- TASK LIST:
1. Duplicate everything in the A-fib account from "A huge smile" down to "controlled by medicine.".
2. Summarize the A-fib account in two sentences.

My doctor came in telling my wife and me that my heart rate was going from 40 all the way to 160 beats per minute, we could need to shock you with the paddles, you could have passed out at any moment.
A huge smile plastered over my face, thinking the doctor was kidding (I laughed)- he said I’m serious.
I realized during this time I had truly surrendered to Jesus, ready if he was willing to take me home. The medical team told me I have A-fib.
A condition mostly older adults have- sometimes it goes away, but most live with it controlled by medicine.
I was far from a medicine taker, but I did take it because I knew the Lord was teaching me to trust.
Being told not to drink caffeine (not so bad), watch my heart as I wore a heart monitor, and not to exercise- a big part of my life (sports, running, the gym) stripped away in the blink of an eye.
This was not the End of the story; it was the beginning of a new one. My biggest strength has always been God heals.
After six long months of seeking God with this, I walked to a nearby park near my house. There, I blasted worship music, finally being outside for the first time in what seemed like an eternity.

Natural-language object grounding data
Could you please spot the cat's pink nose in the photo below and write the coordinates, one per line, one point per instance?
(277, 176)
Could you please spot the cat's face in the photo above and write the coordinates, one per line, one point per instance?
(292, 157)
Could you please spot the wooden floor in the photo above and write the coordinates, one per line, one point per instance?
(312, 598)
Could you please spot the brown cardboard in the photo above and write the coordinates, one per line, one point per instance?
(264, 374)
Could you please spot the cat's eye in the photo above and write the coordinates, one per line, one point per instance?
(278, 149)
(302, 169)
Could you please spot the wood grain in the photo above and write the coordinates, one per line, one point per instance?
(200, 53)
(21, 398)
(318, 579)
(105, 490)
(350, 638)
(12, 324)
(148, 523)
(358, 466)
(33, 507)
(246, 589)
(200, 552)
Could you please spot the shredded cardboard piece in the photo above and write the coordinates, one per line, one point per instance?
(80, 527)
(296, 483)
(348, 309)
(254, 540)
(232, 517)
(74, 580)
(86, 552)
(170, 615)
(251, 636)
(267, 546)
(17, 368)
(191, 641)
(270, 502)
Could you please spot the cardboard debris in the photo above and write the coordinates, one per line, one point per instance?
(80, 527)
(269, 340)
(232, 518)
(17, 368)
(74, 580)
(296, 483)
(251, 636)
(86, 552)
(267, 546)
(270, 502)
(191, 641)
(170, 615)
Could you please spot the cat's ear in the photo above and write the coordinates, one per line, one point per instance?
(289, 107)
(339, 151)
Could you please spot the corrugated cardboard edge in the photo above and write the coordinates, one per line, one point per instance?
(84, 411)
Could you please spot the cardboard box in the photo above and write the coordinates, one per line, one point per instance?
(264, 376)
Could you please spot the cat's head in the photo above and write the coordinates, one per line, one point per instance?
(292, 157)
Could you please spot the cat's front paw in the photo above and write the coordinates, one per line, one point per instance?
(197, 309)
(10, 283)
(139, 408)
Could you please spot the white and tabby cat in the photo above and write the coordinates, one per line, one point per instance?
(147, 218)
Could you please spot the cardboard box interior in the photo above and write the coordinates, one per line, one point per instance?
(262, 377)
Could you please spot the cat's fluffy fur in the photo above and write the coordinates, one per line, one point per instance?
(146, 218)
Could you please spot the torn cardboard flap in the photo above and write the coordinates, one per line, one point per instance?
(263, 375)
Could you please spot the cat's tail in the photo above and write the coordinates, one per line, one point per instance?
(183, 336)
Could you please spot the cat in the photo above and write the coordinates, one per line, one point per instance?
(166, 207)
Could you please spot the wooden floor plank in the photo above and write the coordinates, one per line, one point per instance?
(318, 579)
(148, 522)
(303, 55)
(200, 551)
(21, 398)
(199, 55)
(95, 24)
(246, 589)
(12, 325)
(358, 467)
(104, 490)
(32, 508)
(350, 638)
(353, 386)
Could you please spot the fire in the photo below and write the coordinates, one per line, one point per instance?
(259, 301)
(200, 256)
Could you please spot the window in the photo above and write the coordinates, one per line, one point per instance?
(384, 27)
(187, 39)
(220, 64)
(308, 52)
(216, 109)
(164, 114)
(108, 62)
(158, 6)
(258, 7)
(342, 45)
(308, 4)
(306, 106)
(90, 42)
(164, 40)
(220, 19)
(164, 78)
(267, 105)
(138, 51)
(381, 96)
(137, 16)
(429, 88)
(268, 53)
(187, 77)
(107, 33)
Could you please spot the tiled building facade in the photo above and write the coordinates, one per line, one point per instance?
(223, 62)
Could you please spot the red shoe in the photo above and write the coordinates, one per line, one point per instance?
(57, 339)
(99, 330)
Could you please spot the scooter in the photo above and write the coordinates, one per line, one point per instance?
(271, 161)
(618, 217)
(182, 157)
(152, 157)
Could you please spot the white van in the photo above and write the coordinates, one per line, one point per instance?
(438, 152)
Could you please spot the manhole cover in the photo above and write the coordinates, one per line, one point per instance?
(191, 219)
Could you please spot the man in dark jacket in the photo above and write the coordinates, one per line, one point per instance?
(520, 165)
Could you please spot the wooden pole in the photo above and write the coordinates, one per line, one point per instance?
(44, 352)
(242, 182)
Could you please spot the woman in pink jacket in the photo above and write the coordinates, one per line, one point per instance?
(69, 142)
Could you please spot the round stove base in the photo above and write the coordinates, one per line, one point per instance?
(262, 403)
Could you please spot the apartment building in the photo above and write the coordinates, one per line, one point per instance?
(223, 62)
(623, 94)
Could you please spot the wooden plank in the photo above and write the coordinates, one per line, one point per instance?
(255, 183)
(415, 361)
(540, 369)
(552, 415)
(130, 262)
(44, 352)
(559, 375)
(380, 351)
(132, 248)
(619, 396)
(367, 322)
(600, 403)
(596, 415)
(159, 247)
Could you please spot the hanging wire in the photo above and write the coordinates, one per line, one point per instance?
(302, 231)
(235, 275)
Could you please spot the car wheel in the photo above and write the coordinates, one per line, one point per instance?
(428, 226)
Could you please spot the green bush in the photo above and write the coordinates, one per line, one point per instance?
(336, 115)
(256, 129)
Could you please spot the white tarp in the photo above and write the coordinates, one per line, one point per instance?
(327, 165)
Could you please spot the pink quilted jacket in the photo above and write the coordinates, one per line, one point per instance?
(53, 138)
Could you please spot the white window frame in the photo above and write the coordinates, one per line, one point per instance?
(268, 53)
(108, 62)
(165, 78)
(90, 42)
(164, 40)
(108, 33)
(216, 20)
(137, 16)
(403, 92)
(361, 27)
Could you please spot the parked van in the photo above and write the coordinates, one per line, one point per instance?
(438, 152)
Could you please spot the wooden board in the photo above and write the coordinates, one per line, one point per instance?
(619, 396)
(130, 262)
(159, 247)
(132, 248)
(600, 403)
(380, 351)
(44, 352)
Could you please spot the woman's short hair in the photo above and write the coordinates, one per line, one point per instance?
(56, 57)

- RESPONSE LIST:
1.
A huge smile plastered over my face, thinking the doctor was kidding (I laughed)- he said I’m serious.
I realized during this time I had truly surrendered to Jesus, ready if he was willing to take me home. The medical team told me I have A-fib.
A condition mostly older adults have- sometimes it goes away, but most live with it controlled by medicine.

2. After a doctor reported that the writer's heart rate was swinging from 40 to 160 beats per minute, the writer was diagnosed with A-fib and had to take medicine, avoid caffeine, wear a heart monitor, and stop exercising. The writer describes having surrendered to Jesus and, after six months of seeking God, walking to a nearby park and playing worship music outside.